→ What is needed
Copy every one of the rows below word for word, and leave the pictures out of your copy.

============

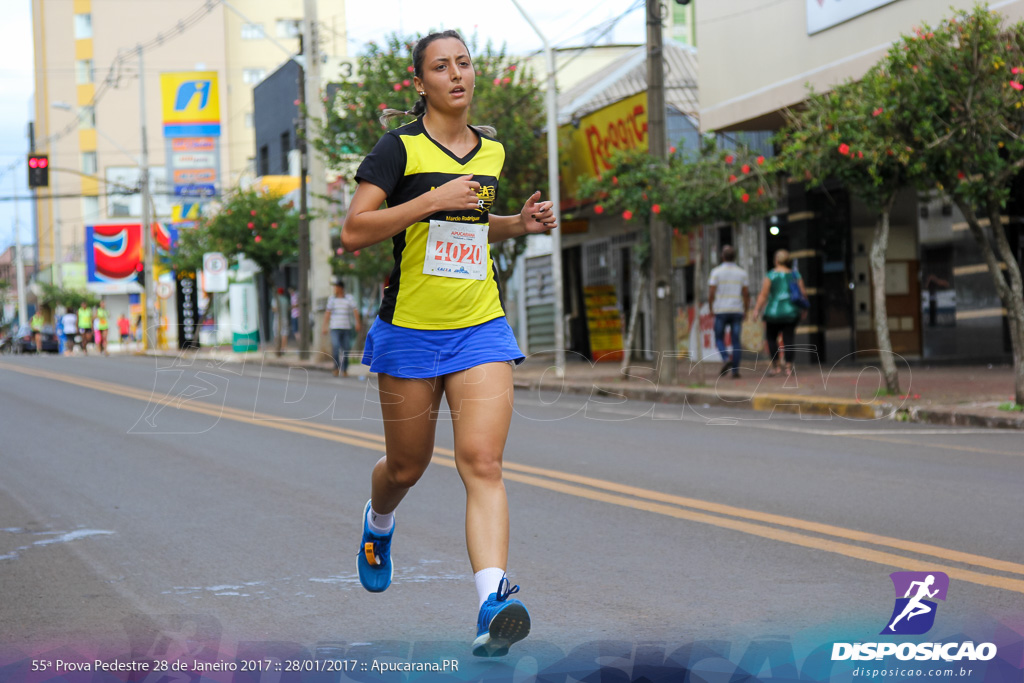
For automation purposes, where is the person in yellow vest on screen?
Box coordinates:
[93,300,111,355]
[78,301,92,354]
[29,309,44,353]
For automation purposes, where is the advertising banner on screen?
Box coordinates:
[584,285,623,362]
[160,71,220,137]
[561,92,647,198]
[175,270,200,349]
[160,72,220,201]
[203,252,227,292]
[85,223,142,294]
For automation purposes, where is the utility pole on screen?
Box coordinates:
[512,0,565,378]
[138,45,160,350]
[10,173,28,330]
[299,0,331,357]
[296,35,309,360]
[634,0,678,384]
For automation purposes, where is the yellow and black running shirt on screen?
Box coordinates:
[355,119,505,330]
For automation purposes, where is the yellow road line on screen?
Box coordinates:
[0,362,1024,593]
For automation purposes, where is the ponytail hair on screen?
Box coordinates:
[379,30,498,138]
[380,95,427,128]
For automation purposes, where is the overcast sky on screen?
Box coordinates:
[0,0,644,251]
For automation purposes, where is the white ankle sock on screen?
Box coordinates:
[367,507,394,535]
[473,567,505,605]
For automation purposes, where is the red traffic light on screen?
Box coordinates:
[29,155,50,188]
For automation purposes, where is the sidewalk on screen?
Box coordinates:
[150,347,1024,429]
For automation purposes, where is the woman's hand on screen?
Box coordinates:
[428,175,480,211]
[519,190,558,234]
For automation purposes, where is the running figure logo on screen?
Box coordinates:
[882,571,949,636]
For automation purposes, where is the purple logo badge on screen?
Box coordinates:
[882,571,949,636]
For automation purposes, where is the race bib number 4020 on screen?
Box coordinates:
[423,220,488,280]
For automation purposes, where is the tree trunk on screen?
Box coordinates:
[870,202,900,395]
[988,202,1024,405]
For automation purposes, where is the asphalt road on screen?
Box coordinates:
[0,356,1024,679]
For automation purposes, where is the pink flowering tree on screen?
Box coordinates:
[169,189,299,350]
[778,68,923,395]
[580,138,775,270]
[882,6,1024,405]
[310,35,547,305]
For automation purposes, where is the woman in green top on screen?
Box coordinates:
[29,310,45,353]
[754,249,807,377]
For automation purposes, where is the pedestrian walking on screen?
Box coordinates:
[342,31,555,656]
[29,308,46,353]
[708,245,751,379]
[78,301,92,355]
[92,300,111,355]
[60,310,78,355]
[118,313,131,351]
[321,280,362,377]
[288,287,299,341]
[754,249,807,377]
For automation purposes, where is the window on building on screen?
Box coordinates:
[281,131,292,175]
[82,152,99,175]
[256,144,270,175]
[75,59,95,85]
[242,24,266,40]
[75,14,92,40]
[78,106,96,130]
[278,19,302,38]
[242,69,266,85]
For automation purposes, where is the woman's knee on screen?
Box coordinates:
[456,449,502,483]
[384,458,430,488]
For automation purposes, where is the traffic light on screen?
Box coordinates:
[29,155,50,188]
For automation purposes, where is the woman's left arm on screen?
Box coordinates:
[487,190,558,242]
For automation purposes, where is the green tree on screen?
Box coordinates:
[778,68,913,394]
[882,5,1024,403]
[310,35,547,303]
[580,136,775,372]
[170,189,299,343]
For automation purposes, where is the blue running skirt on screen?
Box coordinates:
[362,315,525,379]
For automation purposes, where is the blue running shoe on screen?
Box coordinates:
[473,577,529,657]
[355,501,394,593]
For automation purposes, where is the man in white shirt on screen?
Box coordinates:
[323,280,361,377]
[708,245,751,379]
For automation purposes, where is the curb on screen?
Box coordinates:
[138,351,1024,430]
[908,407,1024,429]
[514,381,896,420]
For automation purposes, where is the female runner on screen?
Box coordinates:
[341,31,555,656]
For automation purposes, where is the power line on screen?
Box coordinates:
[37,0,220,147]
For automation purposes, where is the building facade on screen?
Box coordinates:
[32,0,345,296]
[696,0,1024,365]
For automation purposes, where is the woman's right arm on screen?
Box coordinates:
[341,175,480,251]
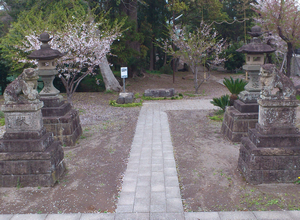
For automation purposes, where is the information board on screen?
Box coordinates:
[121,67,128,79]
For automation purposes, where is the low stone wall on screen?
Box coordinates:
[144,88,175,97]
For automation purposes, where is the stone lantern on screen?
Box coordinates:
[28,32,63,98]
[28,32,82,146]
[236,26,275,103]
[222,26,275,142]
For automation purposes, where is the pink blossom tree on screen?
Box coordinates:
[0,2,124,103]
[253,0,300,77]
[162,23,224,93]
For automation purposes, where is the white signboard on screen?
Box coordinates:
[121,67,128,79]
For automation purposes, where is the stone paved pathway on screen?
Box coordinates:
[0,99,300,220]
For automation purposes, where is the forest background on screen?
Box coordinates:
[0,0,264,92]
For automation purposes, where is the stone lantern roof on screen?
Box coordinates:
[28,32,64,60]
[236,25,275,54]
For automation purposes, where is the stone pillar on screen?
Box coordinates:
[238,64,300,184]
[28,32,82,146]
[0,102,65,187]
[221,65,261,142]
[221,26,275,142]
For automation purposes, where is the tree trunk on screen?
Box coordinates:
[99,56,122,92]
[285,42,293,77]
[149,39,154,71]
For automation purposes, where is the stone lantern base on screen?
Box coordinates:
[221,105,258,142]
[0,102,65,187]
[238,100,300,184]
[41,95,82,146]
[221,65,261,142]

============

→ Final result
For automation purposes, where is the person in yellow vest on screen?
Box coordinates:
[93,300,111,355]
[78,301,92,354]
[29,309,44,353]
For automation purposes, where is the advertising banner on screen?
Box coordinates:
[584,285,623,362]
[160,71,220,137]
[561,92,647,198]
[175,270,200,349]
[160,72,220,201]
[203,252,227,292]
[85,223,142,294]
For automation purposes, where is the utility pole on screen?
Box coordinates:
[512,0,565,378]
[138,45,160,350]
[10,173,28,330]
[299,0,331,357]
[296,35,309,360]
[634,0,678,384]
For automation purposes, where is the yellow and black running shirt on screen?
Box coordinates:
[355,119,505,330]
For automation purposes, where is the yellow road line on screen?
Box coordinates:
[0,362,1024,593]
For automation purposes, where is the ponytail hair on screen?
Box coordinates:
[379,30,498,138]
[380,95,427,128]
For automation purposes, where is the overcast sky on screen?
Box coordinates:
[0,0,644,251]
For automation purposes, where is the white ankle sock on screen?
Box coordinates:
[367,507,394,535]
[473,567,505,605]
For automation purposes, where is the red traffic light on screen?
Box coordinates:
[29,155,50,188]
For automation purposes, where is the sidewalk on screen?
Box coordinates:
[150,347,1024,429]
For automation purposes, where is the woman's hand on screen?
Box coordinates:
[428,175,480,211]
[519,190,558,234]
For automation purposes, where is the running figure logo on screen?
Box coordinates:
[882,571,949,636]
For automation purposes, where is the purple logo badge on screen?
Box coordinates:
[882,571,949,636]
For automation purposes, where is the race bib number 4020 on screen?
Box coordinates:
[423,220,488,280]
For automation purposes, where is the tree trunk on screen?
Box coordinates:
[870,202,900,395]
[988,202,1024,405]
For automation purposes, where is the asphalt road on screen?
Box coordinates:
[0,356,1024,679]
For automation purposes, where is the pink flowering tree on screen?
Box coordinates:
[169,189,299,350]
[778,68,923,395]
[580,138,775,270]
[882,6,1024,405]
[310,35,547,305]
For automation purposes, where is the woman in green top on screen?
Box coordinates:
[29,310,45,353]
[754,249,807,377]
For automation purposes, where is the pedestrian walking on screen?
Box coordinates:
[342,31,555,656]
[29,308,46,353]
[708,245,751,379]
[78,301,92,355]
[92,300,111,355]
[60,310,78,355]
[118,313,131,351]
[321,280,362,377]
[288,287,299,341]
[754,249,807,377]
For automation purposes, where is the window on building on screen?
Box coordinates:
[281,131,292,175]
[82,152,99,175]
[256,144,270,175]
[75,59,95,85]
[242,24,266,40]
[75,14,92,40]
[78,106,96,130]
[278,19,302,38]
[242,69,266,85]
For automation purposes, where is the woman's knee on screen?
Box coordinates:
[456,449,502,483]
[384,458,430,488]
For automation purposes, where is the traffic light on screen?
Box coordinates:
[29,155,50,188]
For automation purposes, where is the woman's left arm on screen?
Box coordinates:
[487,190,558,242]
For automation purposes, where is the green tree on screen?
Box coordinates:
[778,68,913,394]
[882,5,1024,403]
[310,35,547,303]
[580,136,775,372]
[170,189,299,343]
For automation purposes, where is the blue running skirt on screen?
Box coordinates:
[362,315,525,379]
For automation purposes, where is the blue running shoe on screen?
Box coordinates:
[473,577,529,657]
[355,501,394,593]
For automation purposes, where is the man in white shirt on screen?
Box coordinates:
[323,280,361,377]
[708,245,751,379]
For automation purposes, where is the curb on screen?
Box coordinates:
[138,351,1024,430]
[908,407,1024,429]
[514,381,896,420]
For automation purposes, where is the female runner on screen?
Box coordinates:
[341,31,555,656]
For automation purposes, where is the power line on screen?
Box coordinates:
[37,0,220,147]
For automation purposes, where is the building facade on screen?
Box coordinates:
[32,0,345,296]
[696,0,1024,365]
For automation purposes, where is the woman's right arm on screen?
Box coordinates:
[341,175,480,251]
For automation purposes, where is the information board on screen?
Box coordinates:
[121,67,128,79]
For automation purposes, where is the low stone wall on screen?
Box coordinates:
[144,88,175,97]
For automation purposes, where is the stone lantern on screen?
Box coordinates:
[28,32,63,98]
[28,32,82,146]
[236,26,275,103]
[222,26,275,142]
For automation purposes, where is the pink blossom tree on screen?
Box coordinates:
[0,2,124,103]
[253,0,300,77]
[162,23,224,93]
For automation purposes, where is the white signboard on screen?
Box coordinates:
[121,67,128,79]
For automation purposes, where is the stone paved pathway on screen?
Box coordinates:
[0,99,300,220]
For automation purposes, where is the forest background on screen?
Box coordinates:
[0,0,264,92]
For automation purposes, where is the stone lantern roof on screen?
Box coordinates:
[28,32,64,60]
[236,25,275,54]
For automation purposes, where is the stone pillar on screen?
Box coordinates:
[238,64,300,184]
[28,32,82,146]
[0,102,65,187]
[221,65,261,142]
[221,26,275,142]
For automation purposes, where is the tree trunk on screen?
Box coordinates:
[99,56,122,92]
[285,42,293,77]
[149,39,154,71]
For automation purposes, where is the stone lantern base on screen?
Box coordinates:
[221,105,258,142]
[0,102,65,187]
[238,100,300,184]
[41,95,82,146]
[221,65,261,142]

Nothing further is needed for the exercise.